**INSTRUCTIONS TO FOLLOW**. An exact copy of the listing below is required, minus its pictures.

**SUPPLIED ENTRIES**.
::::::::::

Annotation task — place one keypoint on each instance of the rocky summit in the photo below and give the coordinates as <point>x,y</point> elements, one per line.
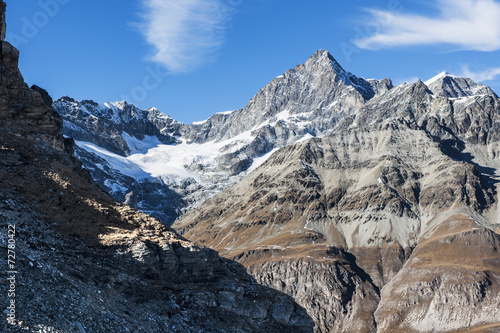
<point>374,206</point>
<point>160,166</point>
<point>387,224</point>
<point>337,204</point>
<point>79,261</point>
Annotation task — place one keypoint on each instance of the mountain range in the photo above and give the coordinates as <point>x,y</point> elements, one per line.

::::::::::

**OUTPUT FOR THIS TASK**.
Annotation task — place one keypoint on each instance of the rocky summit in the photo below and give the coordinates as <point>x,y</point> elements, one per line.
<point>374,206</point>
<point>160,166</point>
<point>387,224</point>
<point>337,204</point>
<point>79,261</point>
Annotation task — place one keypoint on each instance of the mountain range in the photo above and give the coordinates as <point>x,y</point> elements, one per line.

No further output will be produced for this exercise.